Just got my Nexus 7 last night. I noticed that the screen is loose around the same area on the left hand side. Mine starts around 2 inches from the bottom left hand side and is loose up to about 3 inches from the top. When I say loose, it means I can push in on the black edge and it is soft, moves in and back out. The right, top or bottom is firm and won't move.

No other issues with ghosting or back light found yet.

I plan on calling Google today..


----------



## kbluhm

Called Google this morning -- 1hr 15min wait but worth it, just put it on speaker and continued working -- their advanced support will be contacting me and expediting a replacement, then I can send mine back.

Mine has dead pixels and screen separation. As far as the separation goes, there's no visual issue but you can definitely hear the tacky crackling under normal use when sliding your fingers across the upper portion of the device.

Aside from that, no other issues... no ghosting, heat, etc.

Sent from my Galaxy Nexus using Tapatalk 2


----------



## cvbcbcmv

Called Asus about my glass seperation and got an RMA from them, but you have to pay for shipping and send yours back first. It will be a long wait but I'll call Google and when I eventually get someone sounds like they have a good system where I keep this one until I get my new one. Only have had lifted glass issues, no others.


----------



## digitsix

Not to be all "haha" but in case people reading are deciding on getting one or not. Mine is perfect, no dead pix, no separation or raised screen, no nothing, so there is a chance you'll get a good one, its not like they're all bad, which is how it can look reading this thread. To all you guys that did get defects, I'm sorry... I would be so raged out if I were you all


----------



## DeFeet

kbluhm said:


> Called Google this morning -- 1hr 15min wait but worth it, just put it on speaker and continued working -- their advanced support will be contacting me and expediting a replacement, then I can send mine back.

[TO BE DONE] Retype the Nexus 7 thread in full, word for word. The listing comes from a separate source unrelated to the Nexus 7 thread.

[INFORMATION SUPPLIED]
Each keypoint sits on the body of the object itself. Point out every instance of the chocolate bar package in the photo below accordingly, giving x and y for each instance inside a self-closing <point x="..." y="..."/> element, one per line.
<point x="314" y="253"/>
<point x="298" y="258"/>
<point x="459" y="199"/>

[EXPECTED OUTPUT]
Just got my Nexus 7 last night. I noticed that the screen is loose around the same area on the left hand side. Mine starts around 2 inches from the bottom left hand side and is loose up to about 3 inches from the top. When I say loose, it means I can push in on the black edge and it is soft, moves in and back out. The right, top or bottom is firm and won't move.

No other issues with ghosting or back light found yet.

I plan on calling Google today..


----------



## kbluhm

Called Google this morning -- 1hr 15min wait but worth it, just put it on speaker and continued working -- their advanced support will be contacting me and expediting a replacement, then I can send mine back.

Mine has dead pixels and screen separation. As far as the separation goes, there's no visual issue but you can definitely hear the tacky crackling under normal use when sliding your fingers across the upper portion of the device.

Aside from that, no other issues... no ghosting, heat, etc.

Sent from my Galaxy Nexus using Tapatalk 2


----------



## cvbcbcmv

Called Asus about my glass seperation and got an RMA from them, but you have to pay for shipping and send yours back first. It will be a long wait but I'll call Google and when I eventually get someone sounds like they have a good system where I keep this one until I get my new one. Only have had lifted glass issues, no others.


----------



## digitsix

Not to be all "haha" but in case people reading are deciding on getting one or not. Mine is perfect, no dead pix, no separation or raised screen, no nothing, so there is a chance you'll get a good one, its not like they're all bad, which is how it can look reading this thread. To all you guys that did get defects, I'm sorry... I would be so raged out if I were you all


----------



## DeFeet

kbluhm said:


> Called Google this morning -- 1hr 15min wait but worth it, just put it on speaker and continued working -- their advanced support will be contacting me and expediting a replacement, then I can send mine back.